EXERCISE AIM: Repeat the listing exactly. Do not carry over any pictures.

RECORDS TO USE:
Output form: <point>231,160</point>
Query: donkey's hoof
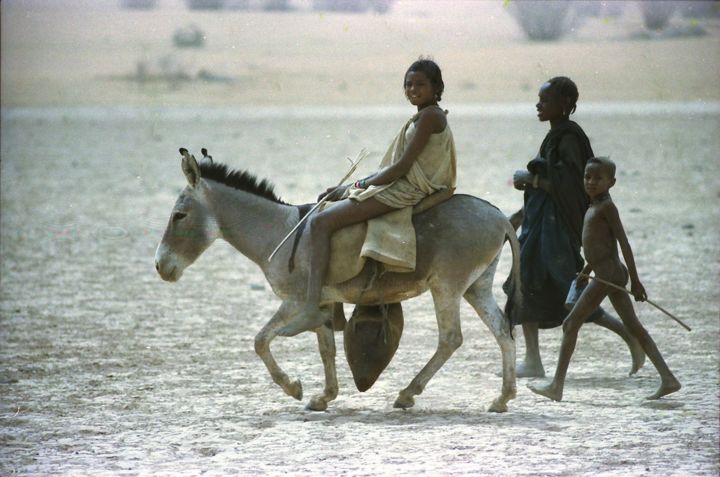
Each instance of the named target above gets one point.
<point>294,389</point>
<point>317,403</point>
<point>498,406</point>
<point>404,402</point>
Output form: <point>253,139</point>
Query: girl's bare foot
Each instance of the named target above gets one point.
<point>548,390</point>
<point>309,318</point>
<point>668,386</point>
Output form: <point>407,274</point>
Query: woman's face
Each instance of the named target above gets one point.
<point>551,106</point>
<point>419,90</point>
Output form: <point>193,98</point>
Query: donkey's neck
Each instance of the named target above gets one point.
<point>252,224</point>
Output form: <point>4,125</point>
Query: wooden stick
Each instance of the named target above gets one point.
<point>362,155</point>
<point>605,282</point>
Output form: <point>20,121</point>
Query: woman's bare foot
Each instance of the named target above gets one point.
<point>548,390</point>
<point>668,386</point>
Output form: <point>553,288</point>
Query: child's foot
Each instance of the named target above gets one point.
<point>548,390</point>
<point>529,370</point>
<point>668,386</point>
<point>308,319</point>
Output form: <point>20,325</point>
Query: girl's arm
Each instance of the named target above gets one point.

WRITTEN SOLUTION:
Output form: <point>231,160</point>
Query: donkey's hoof
Each instance of the named target above gets one point.
<point>294,389</point>
<point>317,403</point>
<point>498,406</point>
<point>404,402</point>
Output form: <point>253,139</point>
Query: girl's bare foot
Each instance of the named target above gets one point.
<point>548,390</point>
<point>309,318</point>
<point>668,386</point>
Output form: <point>407,274</point>
Query: woman's face
Each instance of the named target above gets one point.
<point>551,106</point>
<point>419,90</point>
Output form: <point>193,98</point>
Query: donkey's neck
Each instance of the named target above gets one point.
<point>252,224</point>
Output form: <point>4,125</point>
Query: wooden stick
Each instance of the named target above gets one point.
<point>362,155</point>
<point>605,282</point>
Output form: <point>20,121</point>
Query: woman's bare foot
Each instance of the named target above gets one point.
<point>548,390</point>
<point>668,386</point>
Output form: <point>553,288</point>
Query: child's foot
Each instance of the named target above gets one point.
<point>548,390</point>
<point>529,370</point>
<point>668,386</point>
<point>308,319</point>
Output form: <point>20,325</point>
Query: girl's arm
Each instance of the named target above gets one point.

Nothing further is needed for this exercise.